Task to complete. Output all the data below verbatim.

+ + + +

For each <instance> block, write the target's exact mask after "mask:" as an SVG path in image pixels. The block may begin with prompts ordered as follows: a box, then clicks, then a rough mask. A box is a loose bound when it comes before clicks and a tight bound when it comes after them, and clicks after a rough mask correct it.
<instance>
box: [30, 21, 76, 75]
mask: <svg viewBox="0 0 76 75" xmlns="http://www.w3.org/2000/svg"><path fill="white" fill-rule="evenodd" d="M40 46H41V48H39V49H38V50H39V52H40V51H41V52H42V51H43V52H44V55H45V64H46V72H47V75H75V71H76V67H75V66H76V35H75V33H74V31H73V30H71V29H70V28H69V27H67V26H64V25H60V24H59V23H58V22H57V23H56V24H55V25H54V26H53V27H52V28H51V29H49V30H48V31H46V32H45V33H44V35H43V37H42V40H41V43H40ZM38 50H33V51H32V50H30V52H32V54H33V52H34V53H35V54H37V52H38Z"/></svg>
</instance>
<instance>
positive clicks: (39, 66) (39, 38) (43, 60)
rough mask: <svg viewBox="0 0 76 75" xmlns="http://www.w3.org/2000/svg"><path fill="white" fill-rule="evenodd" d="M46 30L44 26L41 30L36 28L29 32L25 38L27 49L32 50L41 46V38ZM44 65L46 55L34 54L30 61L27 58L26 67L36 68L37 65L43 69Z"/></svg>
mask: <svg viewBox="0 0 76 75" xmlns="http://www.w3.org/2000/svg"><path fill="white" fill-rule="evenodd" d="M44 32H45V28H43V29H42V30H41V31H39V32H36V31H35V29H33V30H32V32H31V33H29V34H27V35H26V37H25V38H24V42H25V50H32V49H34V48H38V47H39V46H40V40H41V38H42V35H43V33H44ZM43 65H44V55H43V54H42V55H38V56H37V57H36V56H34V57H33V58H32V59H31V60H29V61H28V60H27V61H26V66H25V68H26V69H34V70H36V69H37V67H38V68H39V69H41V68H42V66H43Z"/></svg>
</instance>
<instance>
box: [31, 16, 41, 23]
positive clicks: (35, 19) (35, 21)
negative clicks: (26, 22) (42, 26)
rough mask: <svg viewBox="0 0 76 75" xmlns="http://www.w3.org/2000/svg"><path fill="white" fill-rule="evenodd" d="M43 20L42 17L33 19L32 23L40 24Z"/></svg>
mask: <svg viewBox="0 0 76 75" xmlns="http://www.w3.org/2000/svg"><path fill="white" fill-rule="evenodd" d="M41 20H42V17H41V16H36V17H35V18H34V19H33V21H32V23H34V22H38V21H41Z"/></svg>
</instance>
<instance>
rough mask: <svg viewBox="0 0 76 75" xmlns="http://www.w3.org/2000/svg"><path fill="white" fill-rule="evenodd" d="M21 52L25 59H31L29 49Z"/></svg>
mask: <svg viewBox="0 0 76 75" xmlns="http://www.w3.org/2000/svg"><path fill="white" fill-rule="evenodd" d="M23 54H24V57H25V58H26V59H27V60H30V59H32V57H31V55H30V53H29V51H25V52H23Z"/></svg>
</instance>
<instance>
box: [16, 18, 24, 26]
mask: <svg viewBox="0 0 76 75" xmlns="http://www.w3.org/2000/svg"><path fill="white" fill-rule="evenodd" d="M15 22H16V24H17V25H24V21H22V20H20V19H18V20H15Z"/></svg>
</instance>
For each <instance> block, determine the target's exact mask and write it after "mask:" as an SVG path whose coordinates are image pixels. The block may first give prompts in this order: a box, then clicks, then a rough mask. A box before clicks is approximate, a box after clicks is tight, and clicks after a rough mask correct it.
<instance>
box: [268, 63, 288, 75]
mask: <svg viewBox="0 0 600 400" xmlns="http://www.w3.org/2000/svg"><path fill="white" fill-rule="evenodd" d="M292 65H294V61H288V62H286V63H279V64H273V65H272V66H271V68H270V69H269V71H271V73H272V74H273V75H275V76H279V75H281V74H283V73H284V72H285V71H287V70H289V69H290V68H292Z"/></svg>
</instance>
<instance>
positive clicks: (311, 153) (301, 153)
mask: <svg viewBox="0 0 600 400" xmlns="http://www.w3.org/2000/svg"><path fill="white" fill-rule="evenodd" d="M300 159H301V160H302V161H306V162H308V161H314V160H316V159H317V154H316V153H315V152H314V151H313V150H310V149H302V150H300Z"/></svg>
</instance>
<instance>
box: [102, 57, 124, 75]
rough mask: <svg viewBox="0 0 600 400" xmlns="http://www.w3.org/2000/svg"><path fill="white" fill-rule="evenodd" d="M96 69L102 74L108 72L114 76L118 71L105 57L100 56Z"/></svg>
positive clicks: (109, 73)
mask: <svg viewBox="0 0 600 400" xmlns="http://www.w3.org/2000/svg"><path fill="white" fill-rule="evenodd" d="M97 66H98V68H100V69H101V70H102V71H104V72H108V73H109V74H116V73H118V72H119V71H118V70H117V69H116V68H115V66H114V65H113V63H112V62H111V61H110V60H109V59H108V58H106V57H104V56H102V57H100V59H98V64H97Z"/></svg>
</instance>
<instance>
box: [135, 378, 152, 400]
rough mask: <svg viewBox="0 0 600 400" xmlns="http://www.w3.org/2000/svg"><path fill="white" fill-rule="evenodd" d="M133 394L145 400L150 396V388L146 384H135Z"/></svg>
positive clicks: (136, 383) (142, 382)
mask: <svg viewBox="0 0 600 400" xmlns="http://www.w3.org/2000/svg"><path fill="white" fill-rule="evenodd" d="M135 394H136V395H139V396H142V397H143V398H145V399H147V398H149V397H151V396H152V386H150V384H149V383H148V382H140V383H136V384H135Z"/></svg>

+ + + +

Output for this exercise.
For each <instance> block, write the target's exact mask after "mask:" as an SVG path in image pixels. The block may begin with prompts ordered as follows: a box, then clicks, then a rough mask. A box is a loose bound when it comes before clicks and a tight bound when it comes after them, and clicks after a rough mask correct it.
<instance>
box: [30, 21, 76, 75]
mask: <svg viewBox="0 0 76 75" xmlns="http://www.w3.org/2000/svg"><path fill="white" fill-rule="evenodd" d="M40 46H41V48H39V49H38V50H39V52H40V51H41V52H42V51H43V52H44V55H45V64H46V72H47V75H75V71H76V67H75V66H76V35H75V33H74V31H73V30H71V29H70V28H69V27H67V26H64V25H60V24H59V23H58V22H57V23H56V24H55V25H54V26H53V27H52V28H51V29H49V30H48V31H46V32H45V33H44V35H43V37H42V40H41V43H40ZM38 50H33V51H32V50H30V52H32V54H33V52H34V53H35V54H37V52H38Z"/></svg>
</instance>
<instance>
positive clicks: (39, 66) (39, 38) (43, 60)
rough mask: <svg viewBox="0 0 76 75" xmlns="http://www.w3.org/2000/svg"><path fill="white" fill-rule="evenodd" d="M46 30L44 26L41 30L36 28L29 32L25 38L27 49L32 50L41 46V38ZM44 65L46 55L34 54L30 61L27 58L26 67L36 68L37 65L43 69Z"/></svg>
mask: <svg viewBox="0 0 76 75" xmlns="http://www.w3.org/2000/svg"><path fill="white" fill-rule="evenodd" d="M44 32H45V28H43V29H42V30H41V31H39V32H36V31H35V29H33V30H32V32H31V33H29V34H27V35H26V37H25V38H24V42H25V50H32V49H34V48H38V47H39V46H40V40H41V38H42V35H43V33H44ZM43 65H44V55H43V54H42V55H38V56H37V57H36V56H34V57H33V58H32V59H31V60H29V61H28V60H27V61H26V66H25V68H26V69H34V70H36V69H37V67H38V68H39V69H41V68H42V66H43Z"/></svg>
</instance>
<instance>
box: [31, 16, 41, 23]
positive clicks: (35, 19) (35, 21)
negative clicks: (26, 22) (42, 26)
rough mask: <svg viewBox="0 0 76 75" xmlns="http://www.w3.org/2000/svg"><path fill="white" fill-rule="evenodd" d="M43 20L42 17L33 19L32 23L40 24Z"/></svg>
mask: <svg viewBox="0 0 76 75" xmlns="http://www.w3.org/2000/svg"><path fill="white" fill-rule="evenodd" d="M41 20H42V17H41V16H36V17H35V18H34V19H33V21H32V23H34V22H38V21H41Z"/></svg>
</instance>
<instance>
rough mask: <svg viewBox="0 0 76 75" xmlns="http://www.w3.org/2000/svg"><path fill="white" fill-rule="evenodd" d="M21 52L25 59H31L29 49Z"/></svg>
mask: <svg viewBox="0 0 76 75" xmlns="http://www.w3.org/2000/svg"><path fill="white" fill-rule="evenodd" d="M23 54H24V57H25V58H26V59H27V60H30V59H32V57H31V55H30V53H29V51H25V52H23Z"/></svg>
</instance>
<instance>
box: [16, 18, 24, 26]
mask: <svg viewBox="0 0 76 75" xmlns="http://www.w3.org/2000/svg"><path fill="white" fill-rule="evenodd" d="M15 22H16V24H17V25H24V21H22V20H20V19H18V20H15Z"/></svg>
</instance>
For each <instance> block, determine the target's exact mask and write it after "mask:" as an SVG path whose coordinates are image pixels. The block may first give prompts in this order: a box, then clicks, then a rough mask. A box before clicks is approximate, a box after clicks is tight, and clicks after a rough mask correct it.
<instance>
box: [268, 63, 288, 75]
mask: <svg viewBox="0 0 600 400" xmlns="http://www.w3.org/2000/svg"><path fill="white" fill-rule="evenodd" d="M292 65H294V61H288V62H286V63H279V64H273V65H272V66H271V68H270V69H269V71H271V73H272V74H273V75H275V76H279V75H281V74H283V73H284V72H285V71H287V70H289V69H290V68H292Z"/></svg>
</instance>
<instance>
positive clicks: (311, 153) (301, 153)
mask: <svg viewBox="0 0 600 400" xmlns="http://www.w3.org/2000/svg"><path fill="white" fill-rule="evenodd" d="M300 159H301V160H302V161H306V162H308V161H314V160H316V159H317V154H316V153H315V152H314V151H313V150H310V149H302V150H300Z"/></svg>
</instance>
<instance>
box: [102, 57, 124, 75]
rough mask: <svg viewBox="0 0 600 400" xmlns="http://www.w3.org/2000/svg"><path fill="white" fill-rule="evenodd" d="M96 69L102 74L108 72L114 76L118 71L105 57L100 56Z"/></svg>
positive clicks: (109, 73)
mask: <svg viewBox="0 0 600 400" xmlns="http://www.w3.org/2000/svg"><path fill="white" fill-rule="evenodd" d="M97 66H98V68H100V69H101V70H102V71H104V72H108V73H109V74H116V73H118V72H119V71H118V70H117V69H116V68H115V66H114V65H113V63H112V62H111V61H110V60H109V59H108V58H106V57H104V56H102V57H100V59H98V64H97Z"/></svg>
</instance>
<instance>
box: [135, 378, 152, 400]
rough mask: <svg viewBox="0 0 600 400" xmlns="http://www.w3.org/2000/svg"><path fill="white" fill-rule="evenodd" d="M133 394L145 400L150 396V388L146 384H135Z"/></svg>
positive clicks: (136, 383) (142, 382)
mask: <svg viewBox="0 0 600 400" xmlns="http://www.w3.org/2000/svg"><path fill="white" fill-rule="evenodd" d="M135 394H136V395H139V396H142V397H143V398H145V399H147V398H149V397H151V396H152V386H150V384H149V383H148V382H140V383H136V384H135Z"/></svg>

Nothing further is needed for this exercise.